RECORD EXCERPTS:
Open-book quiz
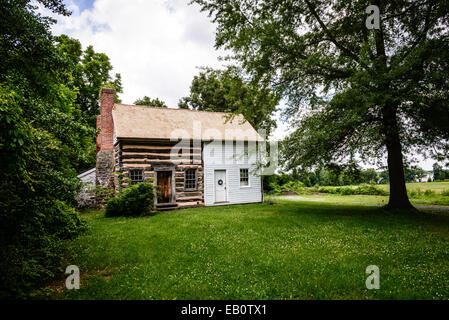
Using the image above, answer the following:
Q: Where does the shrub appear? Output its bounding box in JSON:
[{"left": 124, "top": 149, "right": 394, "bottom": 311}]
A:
[
  {"left": 105, "top": 181, "right": 154, "bottom": 217},
  {"left": 0, "top": 198, "right": 87, "bottom": 299},
  {"left": 354, "top": 184, "right": 389, "bottom": 196}
]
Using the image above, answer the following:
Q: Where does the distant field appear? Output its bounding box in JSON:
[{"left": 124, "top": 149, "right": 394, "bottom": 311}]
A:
[{"left": 378, "top": 181, "right": 449, "bottom": 193}]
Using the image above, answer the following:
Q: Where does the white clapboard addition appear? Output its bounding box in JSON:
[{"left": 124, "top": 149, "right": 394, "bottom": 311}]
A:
[{"left": 203, "top": 141, "right": 263, "bottom": 206}]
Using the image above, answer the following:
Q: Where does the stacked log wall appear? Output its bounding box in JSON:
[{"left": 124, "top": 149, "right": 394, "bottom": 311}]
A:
[{"left": 115, "top": 140, "right": 204, "bottom": 208}]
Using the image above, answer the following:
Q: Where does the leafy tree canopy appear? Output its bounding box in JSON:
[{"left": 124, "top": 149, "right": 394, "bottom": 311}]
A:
[
  {"left": 193, "top": 0, "right": 449, "bottom": 208},
  {"left": 55, "top": 35, "right": 123, "bottom": 128},
  {"left": 134, "top": 96, "right": 168, "bottom": 108},
  {"left": 179, "top": 67, "right": 279, "bottom": 134}
]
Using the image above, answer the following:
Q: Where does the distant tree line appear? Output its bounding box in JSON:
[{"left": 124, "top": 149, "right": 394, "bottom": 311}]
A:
[
  {"left": 433, "top": 163, "right": 449, "bottom": 181},
  {"left": 263, "top": 164, "right": 430, "bottom": 192}
]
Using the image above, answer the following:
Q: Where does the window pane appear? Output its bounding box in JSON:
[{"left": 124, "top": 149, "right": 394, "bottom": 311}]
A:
[
  {"left": 129, "top": 169, "right": 143, "bottom": 183},
  {"left": 240, "top": 169, "right": 249, "bottom": 186},
  {"left": 185, "top": 169, "right": 196, "bottom": 189}
]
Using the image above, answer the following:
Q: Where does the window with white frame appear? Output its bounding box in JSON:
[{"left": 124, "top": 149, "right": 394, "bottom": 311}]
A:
[
  {"left": 129, "top": 169, "right": 143, "bottom": 183},
  {"left": 184, "top": 169, "right": 196, "bottom": 190},
  {"left": 240, "top": 169, "right": 249, "bottom": 187}
]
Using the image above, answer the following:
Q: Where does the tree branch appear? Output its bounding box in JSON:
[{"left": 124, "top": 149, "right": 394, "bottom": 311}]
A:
[{"left": 305, "top": 0, "right": 368, "bottom": 69}]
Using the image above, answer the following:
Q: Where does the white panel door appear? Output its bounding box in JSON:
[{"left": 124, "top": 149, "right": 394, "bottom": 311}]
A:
[{"left": 215, "top": 170, "right": 226, "bottom": 202}]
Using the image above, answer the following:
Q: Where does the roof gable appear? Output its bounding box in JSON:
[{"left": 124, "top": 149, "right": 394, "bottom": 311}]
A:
[{"left": 112, "top": 104, "right": 263, "bottom": 141}]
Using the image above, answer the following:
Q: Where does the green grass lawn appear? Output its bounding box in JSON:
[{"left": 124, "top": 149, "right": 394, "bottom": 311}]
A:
[{"left": 41, "top": 199, "right": 449, "bottom": 299}]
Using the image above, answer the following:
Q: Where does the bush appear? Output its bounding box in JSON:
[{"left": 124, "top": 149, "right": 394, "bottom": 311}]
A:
[
  {"left": 105, "top": 181, "right": 154, "bottom": 217},
  {"left": 0, "top": 198, "right": 87, "bottom": 299}
]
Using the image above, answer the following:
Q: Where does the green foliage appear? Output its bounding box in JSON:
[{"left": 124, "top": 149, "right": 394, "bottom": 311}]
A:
[
  {"left": 433, "top": 162, "right": 449, "bottom": 181},
  {"left": 105, "top": 181, "right": 154, "bottom": 217},
  {"left": 179, "top": 67, "right": 279, "bottom": 135},
  {"left": 0, "top": 0, "right": 95, "bottom": 298},
  {"left": 309, "top": 185, "right": 388, "bottom": 196},
  {"left": 134, "top": 96, "right": 168, "bottom": 108},
  {"left": 193, "top": 0, "right": 449, "bottom": 208}
]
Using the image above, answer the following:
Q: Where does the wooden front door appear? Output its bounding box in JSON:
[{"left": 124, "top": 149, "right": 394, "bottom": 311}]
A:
[
  {"left": 215, "top": 170, "right": 226, "bottom": 202},
  {"left": 157, "top": 171, "right": 172, "bottom": 203}
]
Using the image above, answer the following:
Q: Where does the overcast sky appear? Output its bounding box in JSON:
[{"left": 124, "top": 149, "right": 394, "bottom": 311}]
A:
[{"left": 41, "top": 0, "right": 433, "bottom": 170}]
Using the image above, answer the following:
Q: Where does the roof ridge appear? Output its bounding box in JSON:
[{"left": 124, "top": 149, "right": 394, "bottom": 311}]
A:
[{"left": 114, "top": 103, "right": 246, "bottom": 120}]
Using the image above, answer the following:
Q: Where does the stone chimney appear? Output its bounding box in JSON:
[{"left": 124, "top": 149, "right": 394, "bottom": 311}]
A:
[{"left": 95, "top": 88, "right": 114, "bottom": 192}]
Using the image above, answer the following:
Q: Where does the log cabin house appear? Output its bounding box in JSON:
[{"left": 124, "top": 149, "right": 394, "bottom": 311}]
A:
[{"left": 94, "top": 88, "right": 264, "bottom": 210}]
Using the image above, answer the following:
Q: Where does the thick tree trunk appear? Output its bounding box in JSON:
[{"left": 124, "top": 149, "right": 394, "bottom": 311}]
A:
[{"left": 383, "top": 106, "right": 414, "bottom": 209}]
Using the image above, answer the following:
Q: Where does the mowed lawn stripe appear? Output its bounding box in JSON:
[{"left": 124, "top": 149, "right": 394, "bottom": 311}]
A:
[{"left": 55, "top": 201, "right": 449, "bottom": 299}]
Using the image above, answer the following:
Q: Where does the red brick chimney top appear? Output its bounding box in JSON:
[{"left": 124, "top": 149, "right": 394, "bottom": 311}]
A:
[{"left": 97, "top": 88, "right": 114, "bottom": 152}]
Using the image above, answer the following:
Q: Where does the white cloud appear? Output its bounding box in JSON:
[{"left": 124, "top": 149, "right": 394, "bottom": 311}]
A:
[{"left": 47, "top": 0, "right": 224, "bottom": 107}]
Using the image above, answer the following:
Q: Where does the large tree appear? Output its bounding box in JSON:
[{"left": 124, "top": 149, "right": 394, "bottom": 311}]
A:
[
  {"left": 179, "top": 67, "right": 279, "bottom": 135},
  {"left": 0, "top": 0, "right": 88, "bottom": 299},
  {"left": 193, "top": 0, "right": 449, "bottom": 208}
]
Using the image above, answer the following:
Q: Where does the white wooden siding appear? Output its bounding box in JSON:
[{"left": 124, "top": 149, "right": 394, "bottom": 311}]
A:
[{"left": 203, "top": 142, "right": 262, "bottom": 206}]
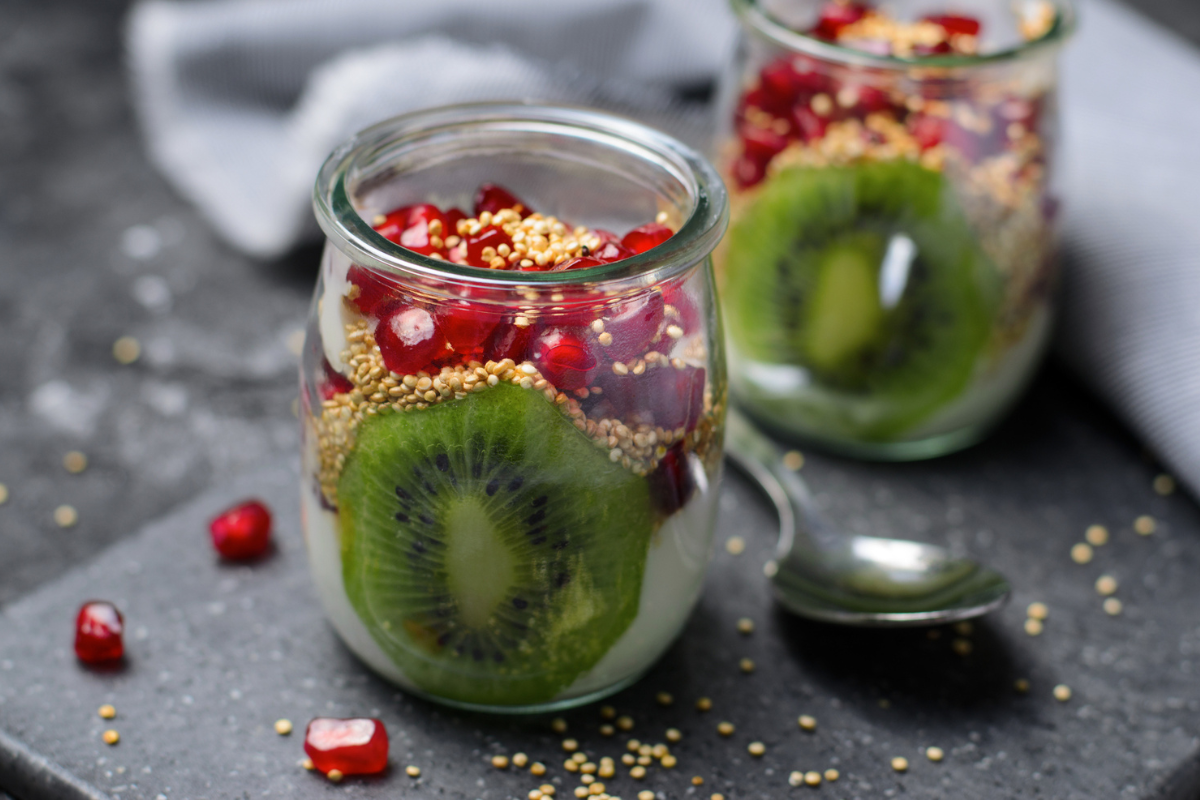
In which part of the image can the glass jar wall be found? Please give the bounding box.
[301,104,727,711]
[716,0,1073,459]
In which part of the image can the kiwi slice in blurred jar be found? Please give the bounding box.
[724,161,1001,440]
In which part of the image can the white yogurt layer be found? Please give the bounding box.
[300,448,716,702]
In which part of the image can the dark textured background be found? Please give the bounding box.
[0,0,1200,800]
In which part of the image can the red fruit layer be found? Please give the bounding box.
[304,717,388,775]
[209,500,271,559]
[374,301,446,374]
[76,600,125,664]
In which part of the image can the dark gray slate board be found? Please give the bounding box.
[0,391,1200,800]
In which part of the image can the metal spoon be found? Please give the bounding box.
[725,410,1010,627]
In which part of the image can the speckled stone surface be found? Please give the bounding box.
[7,0,1200,800]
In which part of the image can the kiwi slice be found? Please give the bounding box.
[725,161,1001,440]
[338,384,654,705]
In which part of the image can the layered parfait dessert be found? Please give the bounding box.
[301,139,726,710]
[718,0,1070,458]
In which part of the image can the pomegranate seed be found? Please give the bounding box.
[552,255,605,272]
[442,293,500,353]
[346,264,400,317]
[374,205,416,245]
[924,14,980,36]
[792,106,829,143]
[475,184,533,217]
[209,500,271,559]
[76,600,125,664]
[467,225,512,267]
[530,327,598,391]
[304,717,388,775]
[400,203,445,255]
[317,359,354,399]
[592,241,635,264]
[648,441,696,517]
[809,1,868,41]
[600,291,665,361]
[484,318,534,363]
[620,224,672,254]
[374,302,446,375]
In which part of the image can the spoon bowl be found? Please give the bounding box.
[726,410,1012,627]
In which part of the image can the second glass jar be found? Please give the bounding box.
[716,0,1073,459]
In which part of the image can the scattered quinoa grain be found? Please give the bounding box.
[54,505,79,528]
[1154,474,1175,498]
[62,450,88,475]
[113,336,142,366]
[1084,525,1109,547]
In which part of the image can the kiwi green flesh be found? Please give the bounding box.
[726,161,1000,440]
[338,384,654,705]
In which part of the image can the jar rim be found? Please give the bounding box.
[730,0,1076,70]
[313,102,728,287]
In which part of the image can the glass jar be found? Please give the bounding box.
[716,0,1074,459]
[301,104,727,712]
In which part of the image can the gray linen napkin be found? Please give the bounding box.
[128,0,1200,494]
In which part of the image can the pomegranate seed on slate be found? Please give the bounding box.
[374,302,446,375]
[346,264,400,317]
[530,327,598,391]
[467,225,512,267]
[484,317,534,363]
[317,359,354,399]
[620,224,676,254]
[475,184,533,217]
[925,14,980,36]
[599,291,664,361]
[648,441,696,517]
[209,500,271,559]
[76,600,125,664]
[304,717,388,775]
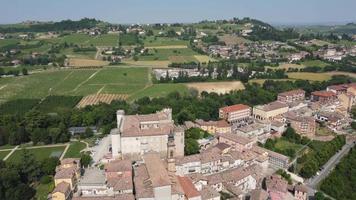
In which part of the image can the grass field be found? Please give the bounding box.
[0,150,10,160]
[45,33,119,46]
[129,83,188,100]
[139,48,197,61]
[248,79,294,85]
[64,141,86,158]
[143,36,188,48]
[186,81,245,94]
[123,60,171,68]
[69,58,109,67]
[275,139,302,151]
[7,145,65,163]
[287,72,331,81]
[301,60,328,67]
[0,66,189,103]
[35,181,54,200]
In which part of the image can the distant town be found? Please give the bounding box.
[0,18,356,200]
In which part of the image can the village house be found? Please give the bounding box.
[253,101,289,121]
[195,119,231,135]
[277,89,305,103]
[311,91,337,104]
[51,158,80,200]
[218,133,255,152]
[219,104,251,123]
[111,108,184,160]
[134,153,185,200]
[283,111,316,137]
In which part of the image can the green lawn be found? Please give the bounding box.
[144,36,188,47]
[139,48,198,60]
[7,145,65,163]
[35,181,54,200]
[0,67,149,102]
[301,60,328,67]
[130,83,188,100]
[275,139,303,151]
[64,141,86,158]
[0,150,10,160]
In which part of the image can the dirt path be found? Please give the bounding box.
[3,145,19,161]
[72,69,102,92]
[59,144,70,160]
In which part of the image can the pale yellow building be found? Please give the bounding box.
[253,101,289,121]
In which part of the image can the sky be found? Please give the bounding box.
[0,0,356,24]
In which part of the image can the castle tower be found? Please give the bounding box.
[167,133,176,172]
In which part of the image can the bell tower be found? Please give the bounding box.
[167,133,176,172]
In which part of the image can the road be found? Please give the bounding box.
[305,138,355,198]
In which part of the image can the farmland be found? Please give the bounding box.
[288,72,331,81]
[7,145,65,163]
[139,48,197,60]
[187,81,245,94]
[77,94,127,108]
[144,37,188,48]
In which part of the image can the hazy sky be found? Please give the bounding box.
[0,0,356,24]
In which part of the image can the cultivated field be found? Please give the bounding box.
[0,66,192,103]
[123,60,171,68]
[6,145,65,163]
[186,81,245,94]
[77,94,128,108]
[69,58,109,67]
[287,72,331,81]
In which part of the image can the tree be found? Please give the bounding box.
[41,157,60,175]
[184,138,200,155]
[351,122,356,130]
[22,68,28,76]
[80,153,93,167]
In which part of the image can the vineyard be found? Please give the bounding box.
[37,96,82,113]
[0,99,40,115]
[77,94,128,108]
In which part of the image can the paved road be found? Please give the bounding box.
[90,135,111,163]
[305,141,355,196]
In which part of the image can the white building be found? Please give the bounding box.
[111,109,184,160]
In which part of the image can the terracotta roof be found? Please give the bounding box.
[105,160,132,172]
[220,104,250,113]
[54,167,77,179]
[178,176,200,199]
[250,189,268,200]
[200,186,220,200]
[311,91,336,97]
[52,181,71,196]
[72,194,135,200]
[218,133,253,145]
[107,176,133,191]
[278,89,305,96]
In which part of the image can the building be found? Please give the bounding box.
[111,109,184,160]
[219,104,251,123]
[311,91,337,104]
[51,158,80,200]
[294,184,308,200]
[284,112,316,137]
[277,89,305,103]
[235,123,271,143]
[134,153,185,200]
[218,133,255,152]
[195,119,231,135]
[177,176,202,200]
[52,182,73,200]
[253,101,289,121]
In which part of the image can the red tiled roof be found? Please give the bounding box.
[220,104,250,112]
[312,91,336,97]
[177,176,200,198]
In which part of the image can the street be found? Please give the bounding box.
[305,138,355,196]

PROBLEM DETAILS: Reproduce only the lines from the line containing "In which part of the image can the white building" to the last line of the material above, both of those lines included.

FINAL ANSWER:
In which part of the image can the white building be found? Please give the bounding box.
[111,109,184,160]
In which part of the image can the terracotta roof be found? Please give the bounding box.
[105,160,132,172]
[220,104,250,113]
[54,167,77,179]
[178,176,200,199]
[250,189,268,200]
[200,186,220,200]
[311,91,336,97]
[52,181,71,196]
[72,194,135,200]
[218,133,253,145]
[107,176,133,191]
[278,89,305,96]
In which part of the image can the building be found? Please give the bounding box.
[111,109,184,160]
[219,104,251,123]
[311,91,337,104]
[51,158,80,200]
[294,184,308,200]
[284,112,316,137]
[277,89,305,103]
[235,123,271,143]
[134,153,185,200]
[218,133,255,152]
[195,119,231,135]
[177,176,202,200]
[52,182,73,200]
[253,101,289,121]
In which part of the image can the red tiled roof be found? Please give the bounding box.
[220,104,250,112]
[312,91,336,97]
[177,176,200,198]
In which part of the image can the street be found? Please give the bounding box.
[305,138,355,196]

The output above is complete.